De esta manera habló Atenágoras, y
tras él otros muchos quisieron razonar,
mas se levantó uno de los gobernadores
principales de la ciudad y no permitió a
ninguno que hablase, expresándose él en
los siguientes términos.
«No me parece que es cordura usar
tales palabras calumniosas unos contra
otros, ni son para que se deban decir ni
menos para ser oídas, sino antes parar
mientes en las nuevas que corren para
que cada cual así en común como en
particular, y toda la ciudad se prepare a
resistir a los que vienen contra nosotros,
y si no fuese verdad su venida ni
menester preparativos de defensa,
ningún daño recibirá la ciudad por estar
apercibida de caballos y armas, y todas
las otras cosas necesarias para la
guerra. En lo que a nosotros toca, y a
nuestro cargo haremos todo lo posible
con gran diligencia para proveerlo así,
espiando a los enemigos, enviando
avisos a las otras ciudades de Sicilia, y
haciendo todo lo que nos pareciere
conveniente y necesario en este caso
como ya lo hemos comenzado a hacer.
En lo demás que se nos ofreciere os
avisaremos.»
Con esta conclusión se disolvió la
asamblea.
IX
Parte de Corcira la armada de los
atenienses, y es mal recibida así en
Italia como en Sicilia.
Cuando el gobernador pronunció
este discurso a los siracusanos,
partieron todos del Senado.
Entretanto los atenienses y sus
aliados estaban ya reunidos en Corcira.
Antes de salir de allí los capitanes de la
armada mandaron pasar revista a su
gente para ordenar cómo podrían
navegar por la mar, y después de saltar
en tierra, cómo distribuirían su ejército.
Para ello dividieron toda la armada en
tres partes, de las cuales los tres
capitanes tomaron el mando según les
cupo por suerte. Hicieron esto temiendo
que si iban todos juntos no podrían
hallar puerto bastante para acogerlos, y
también porque no les faltase el agua y
las otras vituallas, y porque estando el
ejército así repartido, sería más fácil
llevarle y gobernarle teniendo cada
compañía su caudillo.
Enviaron después tres naves por
delante a Italia y a Sicilia, una de cada
división, para reconocer las ciudades y
saber si los querían recibir como
amigos. Mandaron a estas naves que les
trajesen la respuesta diciéndoles el
camino que habían ordenado seguir.
Así hecho, los atenienses, con gran
aparato de fuerza, hicieron rumbo desde
Corcira, y tomaron el camino
directamente a Sicilia con su armada,
que tenía por junto ciento veinticuatro
barcos de a tres hileras de remos, y dos
de Rodas de a dos. Entre las de tres
había cien de Atenas, de las cuales
sesenta iban a la ligera, y las otras
llevaban la gente de guerra; lo restante
de la armada lo habían provisto los de
Quíos y otros aliados de los atenienses.

——

» QUÉ HACER:
1. En el fragmento sobre la armada ateniense, ¿cuántos barcos de tres hileras de remos tenía la armada en total?
2. Copia del fragmento sobre la armada ateniense el pasaje que va desde "Antes de salir" hasta "distribuirían su ejército.".
Las líneas no tienen ningún papel en esto.

» MATERIAL RECOPILADO:
——

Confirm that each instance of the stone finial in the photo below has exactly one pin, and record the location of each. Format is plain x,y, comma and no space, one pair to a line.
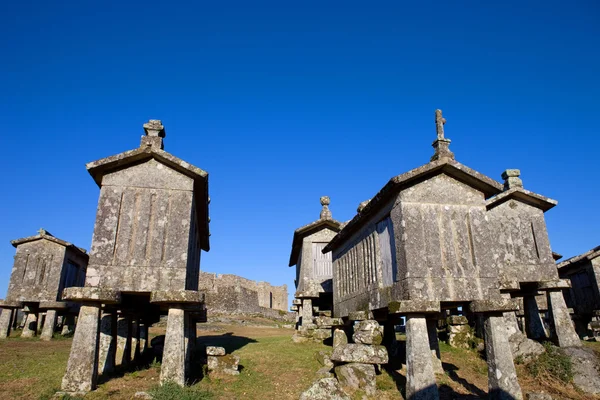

——

» RESPUESTAS:
1. Ciento veinticuatro.

2.
Antes de salir de allí los capitanes de la
armada mandaron pasar revista a su
gente para ordenar cómo podrían
navegar por la mar, y después de saltar
en tierra, cómo distribuirían su ejército.